■ EXERCISE INSTRUCTIONS
All lines of the listing that contain "pupil" should be shown in full.

■ RECORDS FOR THIS EXERCISE
------------------------------------

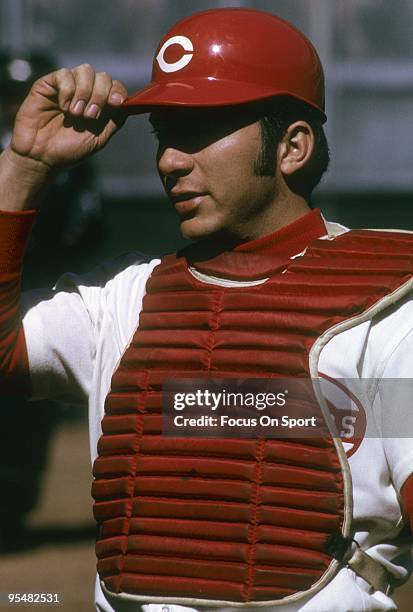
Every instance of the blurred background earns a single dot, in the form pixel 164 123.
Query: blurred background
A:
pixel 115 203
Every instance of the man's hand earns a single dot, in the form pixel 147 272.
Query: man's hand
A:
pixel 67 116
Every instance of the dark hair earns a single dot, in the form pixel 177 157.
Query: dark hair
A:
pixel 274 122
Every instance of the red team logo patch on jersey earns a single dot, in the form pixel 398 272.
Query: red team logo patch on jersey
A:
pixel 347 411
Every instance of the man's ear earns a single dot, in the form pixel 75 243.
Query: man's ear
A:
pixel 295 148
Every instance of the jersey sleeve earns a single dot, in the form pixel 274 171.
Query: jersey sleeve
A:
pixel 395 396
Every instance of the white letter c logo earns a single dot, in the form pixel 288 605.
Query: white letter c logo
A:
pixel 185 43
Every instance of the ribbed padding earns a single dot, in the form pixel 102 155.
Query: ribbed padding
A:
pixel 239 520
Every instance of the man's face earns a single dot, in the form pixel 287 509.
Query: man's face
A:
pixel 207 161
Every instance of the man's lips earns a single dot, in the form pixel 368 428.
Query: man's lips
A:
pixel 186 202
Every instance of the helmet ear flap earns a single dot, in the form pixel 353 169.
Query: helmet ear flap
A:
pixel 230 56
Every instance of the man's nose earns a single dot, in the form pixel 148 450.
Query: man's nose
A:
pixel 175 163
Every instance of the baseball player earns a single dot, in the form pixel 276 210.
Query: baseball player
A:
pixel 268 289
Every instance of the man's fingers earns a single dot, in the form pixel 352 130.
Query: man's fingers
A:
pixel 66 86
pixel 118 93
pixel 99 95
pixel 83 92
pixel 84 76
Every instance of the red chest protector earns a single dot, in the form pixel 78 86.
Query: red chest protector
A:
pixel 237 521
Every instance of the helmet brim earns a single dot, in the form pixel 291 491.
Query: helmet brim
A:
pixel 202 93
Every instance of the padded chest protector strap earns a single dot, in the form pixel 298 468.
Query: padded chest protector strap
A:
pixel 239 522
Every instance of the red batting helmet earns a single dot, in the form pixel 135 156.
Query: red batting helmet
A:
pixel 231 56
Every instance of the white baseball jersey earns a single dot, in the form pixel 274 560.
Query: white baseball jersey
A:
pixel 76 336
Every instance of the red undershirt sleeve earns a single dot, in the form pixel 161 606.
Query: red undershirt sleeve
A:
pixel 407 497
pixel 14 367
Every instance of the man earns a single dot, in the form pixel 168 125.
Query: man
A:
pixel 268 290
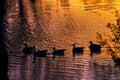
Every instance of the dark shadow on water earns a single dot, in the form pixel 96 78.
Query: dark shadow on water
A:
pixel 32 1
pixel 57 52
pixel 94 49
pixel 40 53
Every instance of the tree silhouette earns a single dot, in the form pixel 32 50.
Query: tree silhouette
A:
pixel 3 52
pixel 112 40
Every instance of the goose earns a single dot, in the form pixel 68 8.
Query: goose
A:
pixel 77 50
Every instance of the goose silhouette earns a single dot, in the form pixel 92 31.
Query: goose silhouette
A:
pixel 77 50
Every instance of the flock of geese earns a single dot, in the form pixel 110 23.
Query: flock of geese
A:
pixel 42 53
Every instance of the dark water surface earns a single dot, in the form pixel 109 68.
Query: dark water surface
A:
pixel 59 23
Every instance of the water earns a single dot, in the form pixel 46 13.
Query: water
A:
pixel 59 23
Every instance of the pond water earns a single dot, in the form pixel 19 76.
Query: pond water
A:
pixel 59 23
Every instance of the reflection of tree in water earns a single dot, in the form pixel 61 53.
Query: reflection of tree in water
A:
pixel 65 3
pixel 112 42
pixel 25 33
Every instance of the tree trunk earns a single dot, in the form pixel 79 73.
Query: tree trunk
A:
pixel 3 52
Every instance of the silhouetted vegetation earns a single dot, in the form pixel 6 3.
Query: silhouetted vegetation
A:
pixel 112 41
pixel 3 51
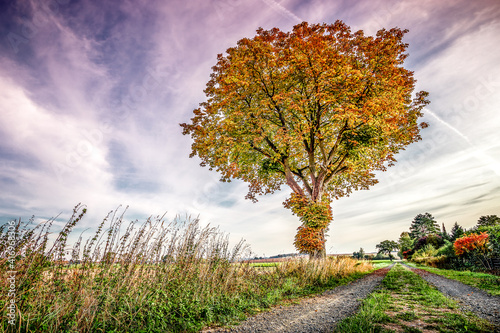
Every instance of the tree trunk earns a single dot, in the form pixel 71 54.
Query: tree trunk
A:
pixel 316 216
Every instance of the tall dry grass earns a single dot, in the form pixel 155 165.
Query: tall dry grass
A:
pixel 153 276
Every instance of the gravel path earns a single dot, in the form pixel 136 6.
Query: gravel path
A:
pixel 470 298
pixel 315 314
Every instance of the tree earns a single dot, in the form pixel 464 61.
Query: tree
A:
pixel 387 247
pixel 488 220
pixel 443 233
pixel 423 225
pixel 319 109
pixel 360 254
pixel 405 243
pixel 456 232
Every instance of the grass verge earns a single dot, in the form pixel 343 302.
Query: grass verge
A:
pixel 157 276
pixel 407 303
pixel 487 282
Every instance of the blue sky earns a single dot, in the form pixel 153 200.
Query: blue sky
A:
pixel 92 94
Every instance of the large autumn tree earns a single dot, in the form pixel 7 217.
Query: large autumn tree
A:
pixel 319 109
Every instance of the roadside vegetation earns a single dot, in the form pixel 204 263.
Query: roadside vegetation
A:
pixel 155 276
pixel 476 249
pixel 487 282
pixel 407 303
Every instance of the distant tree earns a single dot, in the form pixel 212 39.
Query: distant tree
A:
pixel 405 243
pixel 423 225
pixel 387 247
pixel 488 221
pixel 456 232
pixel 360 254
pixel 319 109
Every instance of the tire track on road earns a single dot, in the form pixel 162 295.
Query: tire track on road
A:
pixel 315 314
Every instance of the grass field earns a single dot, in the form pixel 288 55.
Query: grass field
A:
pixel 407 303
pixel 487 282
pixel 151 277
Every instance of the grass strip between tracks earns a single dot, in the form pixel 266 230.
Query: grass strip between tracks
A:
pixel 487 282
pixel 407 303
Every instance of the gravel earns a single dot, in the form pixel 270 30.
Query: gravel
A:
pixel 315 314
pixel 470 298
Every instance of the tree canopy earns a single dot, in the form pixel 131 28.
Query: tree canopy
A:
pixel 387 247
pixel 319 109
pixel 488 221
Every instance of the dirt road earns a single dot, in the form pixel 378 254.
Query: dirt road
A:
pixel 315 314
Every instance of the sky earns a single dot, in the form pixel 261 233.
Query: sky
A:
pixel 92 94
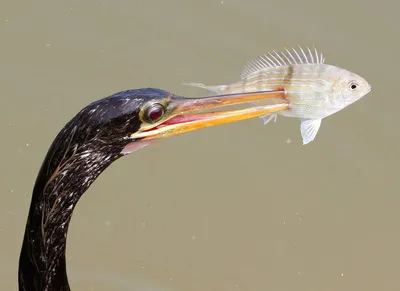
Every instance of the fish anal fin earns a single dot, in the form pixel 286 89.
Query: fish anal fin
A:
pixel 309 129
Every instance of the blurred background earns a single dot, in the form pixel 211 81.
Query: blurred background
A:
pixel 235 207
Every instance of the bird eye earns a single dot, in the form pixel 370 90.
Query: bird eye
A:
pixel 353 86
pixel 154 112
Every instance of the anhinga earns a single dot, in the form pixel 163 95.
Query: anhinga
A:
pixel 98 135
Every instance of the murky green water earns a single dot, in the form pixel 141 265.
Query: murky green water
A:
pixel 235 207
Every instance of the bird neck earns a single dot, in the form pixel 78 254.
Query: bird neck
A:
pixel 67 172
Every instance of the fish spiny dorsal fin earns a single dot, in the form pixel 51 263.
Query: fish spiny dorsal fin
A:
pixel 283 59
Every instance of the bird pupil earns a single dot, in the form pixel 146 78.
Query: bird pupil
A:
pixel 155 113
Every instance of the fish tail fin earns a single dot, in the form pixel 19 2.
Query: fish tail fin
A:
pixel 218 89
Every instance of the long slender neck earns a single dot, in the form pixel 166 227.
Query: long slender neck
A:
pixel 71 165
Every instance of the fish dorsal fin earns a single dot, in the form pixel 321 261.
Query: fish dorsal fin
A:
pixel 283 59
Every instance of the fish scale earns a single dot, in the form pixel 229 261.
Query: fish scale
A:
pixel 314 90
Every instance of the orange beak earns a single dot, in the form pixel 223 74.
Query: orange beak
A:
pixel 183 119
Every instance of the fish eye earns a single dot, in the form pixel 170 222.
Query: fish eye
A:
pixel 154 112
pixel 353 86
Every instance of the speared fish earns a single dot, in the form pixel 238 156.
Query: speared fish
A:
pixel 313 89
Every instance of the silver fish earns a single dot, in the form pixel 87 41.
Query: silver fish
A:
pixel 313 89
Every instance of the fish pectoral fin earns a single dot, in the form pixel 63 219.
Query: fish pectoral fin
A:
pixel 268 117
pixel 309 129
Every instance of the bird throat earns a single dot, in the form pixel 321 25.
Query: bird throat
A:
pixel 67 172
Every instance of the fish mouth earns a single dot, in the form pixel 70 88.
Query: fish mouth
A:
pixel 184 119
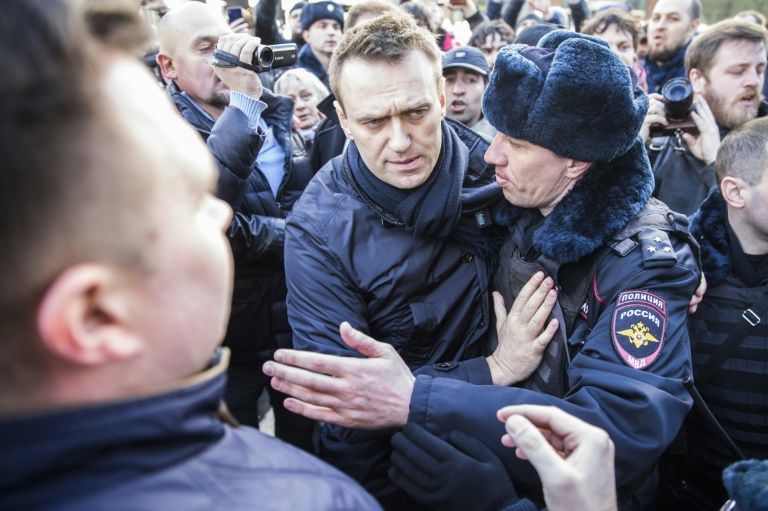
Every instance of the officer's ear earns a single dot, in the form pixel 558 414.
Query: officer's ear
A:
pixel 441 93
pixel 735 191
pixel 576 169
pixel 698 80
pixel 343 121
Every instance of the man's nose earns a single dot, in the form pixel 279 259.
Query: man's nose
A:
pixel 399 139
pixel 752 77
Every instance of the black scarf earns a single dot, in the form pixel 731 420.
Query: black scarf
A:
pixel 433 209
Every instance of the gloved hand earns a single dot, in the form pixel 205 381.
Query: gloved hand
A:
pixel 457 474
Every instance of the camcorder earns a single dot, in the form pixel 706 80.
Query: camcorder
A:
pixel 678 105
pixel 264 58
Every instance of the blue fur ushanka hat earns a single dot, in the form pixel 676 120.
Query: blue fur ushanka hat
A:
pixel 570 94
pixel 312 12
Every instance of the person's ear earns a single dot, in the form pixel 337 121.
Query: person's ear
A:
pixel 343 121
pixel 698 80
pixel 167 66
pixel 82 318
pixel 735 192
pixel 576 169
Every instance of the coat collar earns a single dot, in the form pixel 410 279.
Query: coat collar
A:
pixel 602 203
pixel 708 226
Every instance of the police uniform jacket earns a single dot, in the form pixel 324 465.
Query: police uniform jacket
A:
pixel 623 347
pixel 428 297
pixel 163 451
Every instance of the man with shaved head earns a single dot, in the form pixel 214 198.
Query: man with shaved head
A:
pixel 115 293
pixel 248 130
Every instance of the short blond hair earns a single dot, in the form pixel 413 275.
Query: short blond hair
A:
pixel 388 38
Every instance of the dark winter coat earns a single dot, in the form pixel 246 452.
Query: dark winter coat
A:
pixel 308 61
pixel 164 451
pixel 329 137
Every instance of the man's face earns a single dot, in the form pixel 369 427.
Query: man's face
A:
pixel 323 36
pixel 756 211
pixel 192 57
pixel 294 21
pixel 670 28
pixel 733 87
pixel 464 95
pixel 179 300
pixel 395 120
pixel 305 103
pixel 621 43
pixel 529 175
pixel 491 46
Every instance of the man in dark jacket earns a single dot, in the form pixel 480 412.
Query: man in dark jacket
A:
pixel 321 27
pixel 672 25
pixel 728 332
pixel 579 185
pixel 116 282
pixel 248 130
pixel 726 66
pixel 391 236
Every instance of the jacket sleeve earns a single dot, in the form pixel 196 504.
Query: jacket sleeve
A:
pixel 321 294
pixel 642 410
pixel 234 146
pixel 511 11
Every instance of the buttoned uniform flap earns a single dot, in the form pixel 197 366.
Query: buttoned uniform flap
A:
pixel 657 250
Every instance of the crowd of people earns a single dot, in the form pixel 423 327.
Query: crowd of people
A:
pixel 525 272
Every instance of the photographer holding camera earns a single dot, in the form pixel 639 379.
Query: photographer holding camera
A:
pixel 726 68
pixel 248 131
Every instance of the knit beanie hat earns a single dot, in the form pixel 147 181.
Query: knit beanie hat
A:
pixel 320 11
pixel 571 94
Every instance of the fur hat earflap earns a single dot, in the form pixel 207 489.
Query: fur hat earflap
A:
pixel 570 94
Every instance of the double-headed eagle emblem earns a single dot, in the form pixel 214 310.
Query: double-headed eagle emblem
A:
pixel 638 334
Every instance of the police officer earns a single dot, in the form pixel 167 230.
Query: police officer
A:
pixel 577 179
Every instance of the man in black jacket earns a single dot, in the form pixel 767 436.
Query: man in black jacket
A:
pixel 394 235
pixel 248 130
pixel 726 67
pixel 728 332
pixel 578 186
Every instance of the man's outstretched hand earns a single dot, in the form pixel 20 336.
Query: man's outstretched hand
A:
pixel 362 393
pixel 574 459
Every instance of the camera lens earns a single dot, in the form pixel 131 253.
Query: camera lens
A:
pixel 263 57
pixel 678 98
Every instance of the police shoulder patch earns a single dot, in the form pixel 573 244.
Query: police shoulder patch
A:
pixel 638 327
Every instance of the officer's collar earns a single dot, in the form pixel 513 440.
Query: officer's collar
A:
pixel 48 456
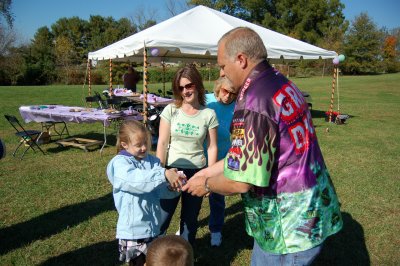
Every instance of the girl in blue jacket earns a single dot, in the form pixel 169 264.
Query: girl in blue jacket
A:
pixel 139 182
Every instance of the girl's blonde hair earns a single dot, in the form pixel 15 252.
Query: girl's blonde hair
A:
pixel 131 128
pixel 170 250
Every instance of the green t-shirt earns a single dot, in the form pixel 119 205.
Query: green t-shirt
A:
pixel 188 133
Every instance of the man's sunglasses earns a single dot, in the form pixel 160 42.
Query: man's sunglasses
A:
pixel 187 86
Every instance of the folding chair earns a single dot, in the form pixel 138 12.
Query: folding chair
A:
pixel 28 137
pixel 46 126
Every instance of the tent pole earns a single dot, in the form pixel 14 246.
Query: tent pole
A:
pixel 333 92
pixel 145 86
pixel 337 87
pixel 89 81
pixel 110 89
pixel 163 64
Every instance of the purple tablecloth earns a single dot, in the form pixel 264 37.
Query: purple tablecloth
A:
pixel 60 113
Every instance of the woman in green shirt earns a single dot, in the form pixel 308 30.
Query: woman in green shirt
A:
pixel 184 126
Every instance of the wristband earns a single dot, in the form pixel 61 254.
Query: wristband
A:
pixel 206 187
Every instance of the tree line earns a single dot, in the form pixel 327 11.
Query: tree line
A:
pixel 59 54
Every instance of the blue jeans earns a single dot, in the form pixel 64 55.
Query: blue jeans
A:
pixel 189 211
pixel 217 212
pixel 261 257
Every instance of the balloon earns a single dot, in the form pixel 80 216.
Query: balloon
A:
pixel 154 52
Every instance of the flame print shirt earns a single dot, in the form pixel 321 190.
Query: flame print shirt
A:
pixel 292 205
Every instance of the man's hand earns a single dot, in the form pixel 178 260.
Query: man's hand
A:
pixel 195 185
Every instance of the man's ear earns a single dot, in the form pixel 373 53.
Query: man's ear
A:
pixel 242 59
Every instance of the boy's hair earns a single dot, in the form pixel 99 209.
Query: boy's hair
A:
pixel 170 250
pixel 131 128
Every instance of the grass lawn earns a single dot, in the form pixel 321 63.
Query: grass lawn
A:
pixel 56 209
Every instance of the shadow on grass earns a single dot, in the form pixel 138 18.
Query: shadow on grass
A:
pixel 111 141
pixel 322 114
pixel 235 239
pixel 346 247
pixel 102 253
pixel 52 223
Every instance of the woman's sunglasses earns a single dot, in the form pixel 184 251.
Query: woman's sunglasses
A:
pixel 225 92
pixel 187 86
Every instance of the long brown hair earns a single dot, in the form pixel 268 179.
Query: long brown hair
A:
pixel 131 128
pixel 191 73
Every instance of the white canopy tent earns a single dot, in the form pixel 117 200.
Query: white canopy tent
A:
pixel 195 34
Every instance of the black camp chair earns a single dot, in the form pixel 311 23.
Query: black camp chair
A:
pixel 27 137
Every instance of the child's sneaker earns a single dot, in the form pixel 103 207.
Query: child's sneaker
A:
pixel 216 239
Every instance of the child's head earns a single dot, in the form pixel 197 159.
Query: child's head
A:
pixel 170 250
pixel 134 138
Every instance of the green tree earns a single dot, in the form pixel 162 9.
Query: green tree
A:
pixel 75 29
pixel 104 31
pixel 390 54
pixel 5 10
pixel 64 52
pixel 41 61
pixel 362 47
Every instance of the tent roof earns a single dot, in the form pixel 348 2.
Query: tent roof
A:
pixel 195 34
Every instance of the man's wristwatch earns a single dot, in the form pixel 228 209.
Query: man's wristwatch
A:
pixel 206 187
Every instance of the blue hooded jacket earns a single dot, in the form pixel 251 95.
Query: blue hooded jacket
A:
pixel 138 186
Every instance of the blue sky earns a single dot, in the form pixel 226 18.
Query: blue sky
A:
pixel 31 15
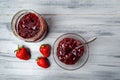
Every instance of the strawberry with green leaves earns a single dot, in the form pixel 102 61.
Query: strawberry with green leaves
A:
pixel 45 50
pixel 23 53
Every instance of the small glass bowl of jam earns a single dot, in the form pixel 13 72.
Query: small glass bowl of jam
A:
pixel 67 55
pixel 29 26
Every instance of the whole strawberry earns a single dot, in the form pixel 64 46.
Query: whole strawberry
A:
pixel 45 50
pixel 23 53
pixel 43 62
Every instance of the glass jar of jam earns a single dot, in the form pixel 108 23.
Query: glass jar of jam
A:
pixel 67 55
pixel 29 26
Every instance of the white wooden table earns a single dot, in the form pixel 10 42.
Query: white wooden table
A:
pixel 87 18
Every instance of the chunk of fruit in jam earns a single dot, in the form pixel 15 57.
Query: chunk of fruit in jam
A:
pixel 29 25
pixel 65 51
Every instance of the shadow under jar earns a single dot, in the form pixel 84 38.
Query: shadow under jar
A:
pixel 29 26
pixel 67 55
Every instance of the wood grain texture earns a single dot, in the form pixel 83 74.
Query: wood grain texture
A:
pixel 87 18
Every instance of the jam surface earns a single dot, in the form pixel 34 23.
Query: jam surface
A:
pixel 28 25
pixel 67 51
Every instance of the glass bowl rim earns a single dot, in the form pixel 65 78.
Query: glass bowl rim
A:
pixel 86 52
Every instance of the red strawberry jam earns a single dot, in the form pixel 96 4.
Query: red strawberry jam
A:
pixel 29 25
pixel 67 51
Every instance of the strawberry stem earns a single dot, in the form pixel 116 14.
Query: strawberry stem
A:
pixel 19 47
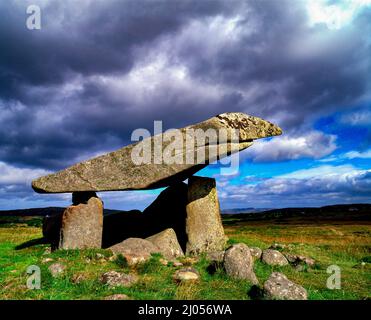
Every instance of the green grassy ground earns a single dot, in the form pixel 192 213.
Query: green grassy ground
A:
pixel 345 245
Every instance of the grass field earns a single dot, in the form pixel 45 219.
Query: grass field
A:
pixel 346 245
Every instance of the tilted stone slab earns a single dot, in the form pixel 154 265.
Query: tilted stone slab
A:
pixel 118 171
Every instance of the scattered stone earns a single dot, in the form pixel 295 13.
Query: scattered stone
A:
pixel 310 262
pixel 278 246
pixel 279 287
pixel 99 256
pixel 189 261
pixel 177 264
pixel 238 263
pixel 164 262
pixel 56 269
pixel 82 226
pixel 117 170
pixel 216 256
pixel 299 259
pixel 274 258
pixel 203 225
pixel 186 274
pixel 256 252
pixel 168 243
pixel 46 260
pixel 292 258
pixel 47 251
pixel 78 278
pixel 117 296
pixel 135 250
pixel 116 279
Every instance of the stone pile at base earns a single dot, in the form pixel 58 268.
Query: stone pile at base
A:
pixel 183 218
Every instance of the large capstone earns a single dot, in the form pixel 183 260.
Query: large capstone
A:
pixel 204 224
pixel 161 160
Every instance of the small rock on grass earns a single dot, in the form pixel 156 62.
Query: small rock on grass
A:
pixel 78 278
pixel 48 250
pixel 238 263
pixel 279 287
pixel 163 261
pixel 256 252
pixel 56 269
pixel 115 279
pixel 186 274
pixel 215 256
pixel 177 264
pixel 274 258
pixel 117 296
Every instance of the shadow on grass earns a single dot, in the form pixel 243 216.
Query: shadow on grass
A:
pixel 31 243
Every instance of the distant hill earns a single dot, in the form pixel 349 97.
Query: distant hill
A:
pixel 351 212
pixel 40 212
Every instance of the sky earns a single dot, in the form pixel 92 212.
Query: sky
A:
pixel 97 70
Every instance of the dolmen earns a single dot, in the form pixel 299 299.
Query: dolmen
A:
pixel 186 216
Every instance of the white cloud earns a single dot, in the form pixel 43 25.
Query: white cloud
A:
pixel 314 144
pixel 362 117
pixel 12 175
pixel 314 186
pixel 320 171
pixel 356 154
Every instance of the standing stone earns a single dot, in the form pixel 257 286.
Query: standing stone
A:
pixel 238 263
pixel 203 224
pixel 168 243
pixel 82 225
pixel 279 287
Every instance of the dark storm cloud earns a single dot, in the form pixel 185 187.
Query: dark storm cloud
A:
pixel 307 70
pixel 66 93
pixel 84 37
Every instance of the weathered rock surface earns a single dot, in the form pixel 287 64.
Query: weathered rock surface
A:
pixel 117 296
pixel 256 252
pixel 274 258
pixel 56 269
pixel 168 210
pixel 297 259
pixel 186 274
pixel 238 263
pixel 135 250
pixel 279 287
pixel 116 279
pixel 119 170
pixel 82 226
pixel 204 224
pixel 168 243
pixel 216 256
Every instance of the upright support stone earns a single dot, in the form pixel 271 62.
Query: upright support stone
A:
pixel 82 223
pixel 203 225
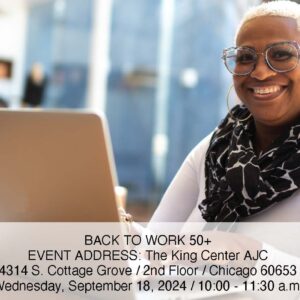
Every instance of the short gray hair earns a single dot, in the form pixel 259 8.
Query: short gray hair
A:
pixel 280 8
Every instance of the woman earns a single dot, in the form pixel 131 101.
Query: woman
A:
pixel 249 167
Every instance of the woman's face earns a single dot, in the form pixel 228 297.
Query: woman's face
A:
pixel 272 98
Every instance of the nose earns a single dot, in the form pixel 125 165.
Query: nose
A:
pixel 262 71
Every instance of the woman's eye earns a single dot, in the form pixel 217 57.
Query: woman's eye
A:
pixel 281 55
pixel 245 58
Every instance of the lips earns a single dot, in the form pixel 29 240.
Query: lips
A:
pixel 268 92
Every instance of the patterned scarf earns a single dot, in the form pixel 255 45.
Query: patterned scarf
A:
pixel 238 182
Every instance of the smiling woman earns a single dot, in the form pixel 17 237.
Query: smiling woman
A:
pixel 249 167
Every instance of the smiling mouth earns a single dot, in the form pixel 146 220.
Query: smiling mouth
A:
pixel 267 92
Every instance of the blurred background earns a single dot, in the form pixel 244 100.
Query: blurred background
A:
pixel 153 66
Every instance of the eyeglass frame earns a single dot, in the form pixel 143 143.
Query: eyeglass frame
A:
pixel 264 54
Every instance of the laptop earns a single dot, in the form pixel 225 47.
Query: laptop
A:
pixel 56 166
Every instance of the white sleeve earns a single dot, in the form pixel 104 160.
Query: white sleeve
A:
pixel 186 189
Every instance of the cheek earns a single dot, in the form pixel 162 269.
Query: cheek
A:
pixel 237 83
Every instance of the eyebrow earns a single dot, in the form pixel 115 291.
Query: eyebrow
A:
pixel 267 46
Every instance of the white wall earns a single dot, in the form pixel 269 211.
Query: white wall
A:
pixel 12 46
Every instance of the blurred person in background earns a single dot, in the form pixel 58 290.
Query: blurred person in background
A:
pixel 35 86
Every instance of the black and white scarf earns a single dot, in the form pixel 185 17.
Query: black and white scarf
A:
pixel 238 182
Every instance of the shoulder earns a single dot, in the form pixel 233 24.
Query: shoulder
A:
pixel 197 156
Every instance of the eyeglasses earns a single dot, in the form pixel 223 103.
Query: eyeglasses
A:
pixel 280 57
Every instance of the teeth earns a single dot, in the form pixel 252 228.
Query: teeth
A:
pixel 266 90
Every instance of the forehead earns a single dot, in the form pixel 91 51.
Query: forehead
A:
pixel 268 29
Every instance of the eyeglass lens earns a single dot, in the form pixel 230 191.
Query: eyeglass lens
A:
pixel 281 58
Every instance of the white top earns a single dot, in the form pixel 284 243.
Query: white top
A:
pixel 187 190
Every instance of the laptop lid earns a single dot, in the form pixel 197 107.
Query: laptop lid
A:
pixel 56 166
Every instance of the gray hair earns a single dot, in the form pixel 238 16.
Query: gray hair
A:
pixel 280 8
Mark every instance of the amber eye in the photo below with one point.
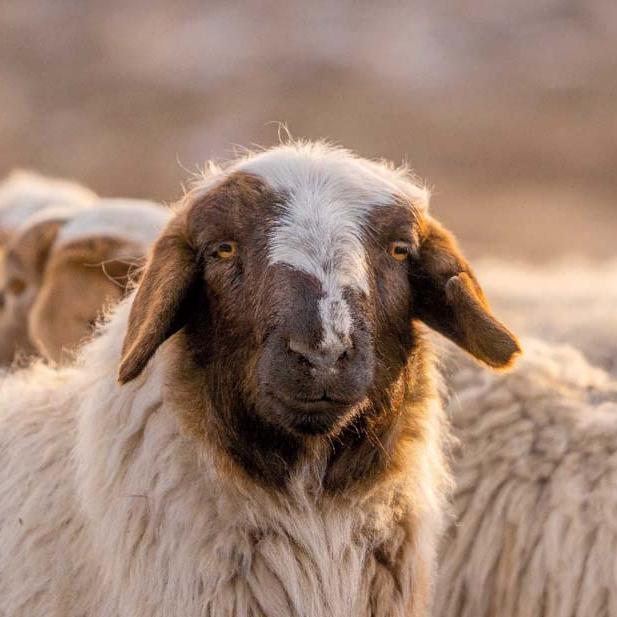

------------------------------------

■ SOLUTION TO THIS TASK
Every instance of the bird pupil earns a single dot, in the form pixel 146 78.
Query: bird pupil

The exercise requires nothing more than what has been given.